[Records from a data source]
Start of Block

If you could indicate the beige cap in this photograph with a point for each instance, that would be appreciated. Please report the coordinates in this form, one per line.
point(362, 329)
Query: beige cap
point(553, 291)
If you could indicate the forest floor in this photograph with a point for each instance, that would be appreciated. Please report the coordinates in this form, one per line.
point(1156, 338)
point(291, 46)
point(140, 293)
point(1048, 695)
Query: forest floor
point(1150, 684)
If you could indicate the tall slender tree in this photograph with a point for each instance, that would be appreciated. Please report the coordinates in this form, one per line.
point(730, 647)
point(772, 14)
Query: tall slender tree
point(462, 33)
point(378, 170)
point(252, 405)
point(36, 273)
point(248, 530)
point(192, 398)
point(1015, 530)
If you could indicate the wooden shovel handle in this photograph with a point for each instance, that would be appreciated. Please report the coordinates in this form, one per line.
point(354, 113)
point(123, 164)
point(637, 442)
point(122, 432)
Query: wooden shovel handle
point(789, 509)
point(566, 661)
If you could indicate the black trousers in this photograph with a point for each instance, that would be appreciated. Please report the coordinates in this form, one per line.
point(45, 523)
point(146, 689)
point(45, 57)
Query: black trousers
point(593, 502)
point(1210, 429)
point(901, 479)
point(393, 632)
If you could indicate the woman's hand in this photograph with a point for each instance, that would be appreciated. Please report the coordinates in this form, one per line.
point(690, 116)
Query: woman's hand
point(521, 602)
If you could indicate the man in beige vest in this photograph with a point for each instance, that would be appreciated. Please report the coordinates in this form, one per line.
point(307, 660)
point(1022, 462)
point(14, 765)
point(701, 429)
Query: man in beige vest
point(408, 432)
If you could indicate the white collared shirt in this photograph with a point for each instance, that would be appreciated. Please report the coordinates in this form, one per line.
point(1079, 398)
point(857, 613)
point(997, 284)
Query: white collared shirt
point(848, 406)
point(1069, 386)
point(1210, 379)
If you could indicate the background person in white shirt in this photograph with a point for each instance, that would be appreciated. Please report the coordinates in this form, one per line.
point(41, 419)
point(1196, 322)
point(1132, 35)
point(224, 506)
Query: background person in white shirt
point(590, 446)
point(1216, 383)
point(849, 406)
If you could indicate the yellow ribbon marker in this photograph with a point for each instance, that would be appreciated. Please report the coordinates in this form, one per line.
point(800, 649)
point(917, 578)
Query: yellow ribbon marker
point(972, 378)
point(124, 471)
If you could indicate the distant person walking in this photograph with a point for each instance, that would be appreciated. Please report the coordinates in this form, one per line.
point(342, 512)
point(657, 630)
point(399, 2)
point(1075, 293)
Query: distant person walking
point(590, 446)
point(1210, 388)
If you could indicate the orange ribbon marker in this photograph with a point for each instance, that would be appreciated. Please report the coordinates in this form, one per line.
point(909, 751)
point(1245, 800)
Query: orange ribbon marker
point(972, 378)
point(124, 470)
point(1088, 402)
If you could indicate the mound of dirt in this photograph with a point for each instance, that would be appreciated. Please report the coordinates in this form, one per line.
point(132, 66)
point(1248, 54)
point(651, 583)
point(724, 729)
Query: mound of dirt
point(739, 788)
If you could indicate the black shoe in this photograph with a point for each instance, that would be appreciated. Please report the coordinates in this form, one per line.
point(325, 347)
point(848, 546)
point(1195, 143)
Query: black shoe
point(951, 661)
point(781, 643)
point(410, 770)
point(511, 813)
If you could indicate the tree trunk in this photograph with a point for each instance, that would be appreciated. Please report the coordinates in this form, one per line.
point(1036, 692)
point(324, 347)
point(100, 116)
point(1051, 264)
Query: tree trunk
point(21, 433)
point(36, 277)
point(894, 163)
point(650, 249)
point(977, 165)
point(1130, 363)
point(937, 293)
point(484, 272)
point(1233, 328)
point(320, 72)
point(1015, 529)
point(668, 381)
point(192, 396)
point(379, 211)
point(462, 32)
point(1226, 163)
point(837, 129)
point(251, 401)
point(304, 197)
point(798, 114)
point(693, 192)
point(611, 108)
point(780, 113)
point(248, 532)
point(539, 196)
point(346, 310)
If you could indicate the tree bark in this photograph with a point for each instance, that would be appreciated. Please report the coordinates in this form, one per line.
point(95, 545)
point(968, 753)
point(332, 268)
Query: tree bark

End of Block

Brief
Could you copy out all of the records above exactly?

Task answer
If you could indicate the beige cap in this photograph with a point for each instance, that would be appreciated. Please report the coordinates in this form, one per line.
point(362, 329)
Query: beige cap
point(553, 291)
If you could indicate the forest floor in this photograph with a point for each instance, that would be appreciated. Please report the coordinates in this form, one per line.
point(1156, 338)
point(291, 46)
point(140, 293)
point(1048, 695)
Query: forest floor
point(1150, 684)
If you could indicate the tall slender tree in this photograph with a point for each instance, that would be appreciated. Please report the coordinates in this form, one per line.
point(730, 647)
point(772, 14)
Query: tall slender tree
point(462, 33)
point(378, 170)
point(252, 405)
point(36, 273)
point(248, 530)
point(192, 398)
point(1015, 530)
If you could indicate the wooden shovel handle in this photograph with a point for each instance, that would be appreciated. Please report the coordinates in this form, one per line.
point(354, 113)
point(123, 164)
point(637, 442)
point(122, 432)
Query: wooden shovel handle
point(789, 509)
point(566, 661)
If you could indicate the black trousers in this photograph with a point for each instance, that would be appreciated. Please report the coordinates in this form, one per line.
point(45, 523)
point(146, 689)
point(45, 57)
Query: black trousers
point(593, 502)
point(1210, 429)
point(901, 479)
point(393, 632)
If you could indicate the woman's hand in this photograph with a point for each instance, that would be appreciated. Please report the coordinates in this form, one per line.
point(690, 116)
Query: woman's hand
point(521, 602)
If you could indicate the man in beige vest in this photograph with a point for each instance, that would be appreciated. Please report the coordinates in this form, one per line.
point(307, 660)
point(1022, 462)
point(14, 765)
point(701, 429)
Query: man in beige vest
point(408, 432)
If you could indicate the white collared shirt in this photograph with a point for each instance, that would be appreciated. Please report the coordinates in this form, one per line.
point(1079, 398)
point(857, 613)
point(997, 284)
Query: white collared shirt
point(848, 406)
point(1069, 386)
point(1210, 379)
If you could indicate the background person in white shirt in this photograph with a point for each instance, that would be appreciated. Please report the coordinates in this form, one per line.
point(41, 419)
point(1196, 322)
point(1132, 35)
point(224, 506)
Query: background person in white shirt
point(590, 446)
point(1216, 383)
point(849, 406)
If you could indicate the yellow ribbon marker in this photograph with a point for each instance, that would be appreciated. Please report the coordinates in this form, one per line.
point(800, 649)
point(917, 578)
Query: yellow ribbon marker
point(972, 378)
point(124, 471)
If you could indicate the distant person walking in this photograph with a point for each instance, that would be appreciated. Please report the coordinates in this form, one per line.
point(342, 512)
point(657, 630)
point(399, 2)
point(1075, 293)
Query: distant person walking
point(590, 446)
point(1210, 388)
If you could indicate the orange ribbon marker in this photograph with a point for each instance, that would be appreciated. Please report the coordinates in this form, one per line.
point(909, 751)
point(1245, 800)
Query: orange ribbon marker
point(972, 378)
point(124, 470)
point(1088, 402)
If you could indicate the mound of dirt in this photograph with a point for each instance, that would be appreciated. Please report the coordinates in this form, one per line.
point(132, 66)
point(1248, 54)
point(651, 583)
point(724, 729)
Query: mound of dirt
point(739, 788)
If you could indicate the black shoe in this photograph with a point for each instance, that would be appreciated. Please report the coordinates in this form, one per line.
point(325, 347)
point(848, 546)
point(1195, 143)
Query: black shoe
point(951, 661)
point(781, 643)
point(410, 770)
point(511, 813)
If you could indicate the tree trunk in this photograph with a point for each instance, that would be appreciated. Please report the coordinates in this form, one per line.
point(1036, 692)
point(324, 347)
point(100, 116)
point(1051, 264)
Query: tree trunk
point(21, 433)
point(36, 277)
point(894, 163)
point(650, 249)
point(977, 165)
point(1130, 363)
point(937, 293)
point(484, 272)
point(1233, 328)
point(320, 72)
point(1015, 529)
point(668, 381)
point(192, 396)
point(379, 211)
point(462, 32)
point(1226, 163)
point(837, 129)
point(251, 401)
point(304, 197)
point(798, 114)
point(693, 192)
point(611, 108)
point(780, 113)
point(248, 532)
point(539, 196)
point(346, 310)
If you could indicate the tree bark in this photograph with a point for each instance, that would be appreciated. Please report the coordinates in this form, one per line.
point(95, 545)
point(968, 753)
point(332, 268)
Query: tree bark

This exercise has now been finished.